§ Problem
Reproduce all of the material word for word.

# Excerpted records start

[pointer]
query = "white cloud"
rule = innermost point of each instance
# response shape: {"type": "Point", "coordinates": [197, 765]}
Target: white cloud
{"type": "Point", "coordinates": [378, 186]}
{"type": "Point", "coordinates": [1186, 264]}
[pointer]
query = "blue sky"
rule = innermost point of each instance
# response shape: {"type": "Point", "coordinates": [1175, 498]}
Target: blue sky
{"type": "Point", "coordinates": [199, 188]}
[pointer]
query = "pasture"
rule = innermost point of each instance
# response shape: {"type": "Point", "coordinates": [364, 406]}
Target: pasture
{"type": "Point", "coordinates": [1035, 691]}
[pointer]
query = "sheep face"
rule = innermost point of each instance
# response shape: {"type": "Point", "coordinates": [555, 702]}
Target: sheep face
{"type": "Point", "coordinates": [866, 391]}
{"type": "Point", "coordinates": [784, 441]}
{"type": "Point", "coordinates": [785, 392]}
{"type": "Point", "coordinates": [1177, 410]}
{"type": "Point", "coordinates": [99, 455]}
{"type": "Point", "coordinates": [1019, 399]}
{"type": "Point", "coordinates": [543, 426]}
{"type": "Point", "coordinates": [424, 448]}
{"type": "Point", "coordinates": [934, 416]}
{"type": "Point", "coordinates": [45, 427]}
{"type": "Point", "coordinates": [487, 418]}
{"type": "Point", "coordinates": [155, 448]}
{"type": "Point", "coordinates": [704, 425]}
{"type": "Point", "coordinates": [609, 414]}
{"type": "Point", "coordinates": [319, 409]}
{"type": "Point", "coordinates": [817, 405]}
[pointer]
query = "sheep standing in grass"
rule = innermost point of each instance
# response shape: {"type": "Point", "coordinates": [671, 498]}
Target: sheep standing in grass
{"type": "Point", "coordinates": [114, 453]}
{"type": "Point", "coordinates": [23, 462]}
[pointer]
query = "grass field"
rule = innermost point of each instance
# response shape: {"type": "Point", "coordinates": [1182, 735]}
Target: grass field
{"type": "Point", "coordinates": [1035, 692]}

# Excerpted records end

§ Finished answer
[pointer]
query = "white cloud"
rule = innermost point of each instance
# response shape: {"type": "Point", "coordinates": [197, 765]}
Target: white cloud
{"type": "Point", "coordinates": [378, 186]}
{"type": "Point", "coordinates": [1186, 264]}
[pointer]
query = "blue sky"
rule = innermost point of each instance
# response shape: {"type": "Point", "coordinates": [1175, 498]}
Target: blue sky
{"type": "Point", "coordinates": [199, 188]}
[pointer]
query = "pasture"
rule = innermost point of each instance
# response shape: {"type": "Point", "coordinates": [364, 406]}
Target: pasture
{"type": "Point", "coordinates": [1035, 691]}
[pointer]
query = "sheep face"
rule = innermost point of each instance
# response shape: {"type": "Point", "coordinates": [555, 702]}
Target: sheep face
{"type": "Point", "coordinates": [866, 391]}
{"type": "Point", "coordinates": [784, 441]}
{"type": "Point", "coordinates": [785, 392]}
{"type": "Point", "coordinates": [1177, 410]}
{"type": "Point", "coordinates": [99, 455]}
{"type": "Point", "coordinates": [1019, 399]}
{"type": "Point", "coordinates": [543, 426]}
{"type": "Point", "coordinates": [424, 448]}
{"type": "Point", "coordinates": [934, 416]}
{"type": "Point", "coordinates": [45, 427]}
{"type": "Point", "coordinates": [487, 418]}
{"type": "Point", "coordinates": [155, 448]}
{"type": "Point", "coordinates": [704, 425]}
{"type": "Point", "coordinates": [609, 414]}
{"type": "Point", "coordinates": [319, 409]}
{"type": "Point", "coordinates": [817, 405]}
[pointer]
query = "sheep standing in grass"
rule = innermost point of each instance
# response shape: {"type": "Point", "coordinates": [671, 498]}
Target: sheep standing in grass
{"type": "Point", "coordinates": [114, 453]}
{"type": "Point", "coordinates": [23, 462]}
[pointer]
query = "grass field"
rule = innermost point of each instance
# response shape: {"type": "Point", "coordinates": [1182, 735]}
Target: grass field
{"type": "Point", "coordinates": [1035, 692]}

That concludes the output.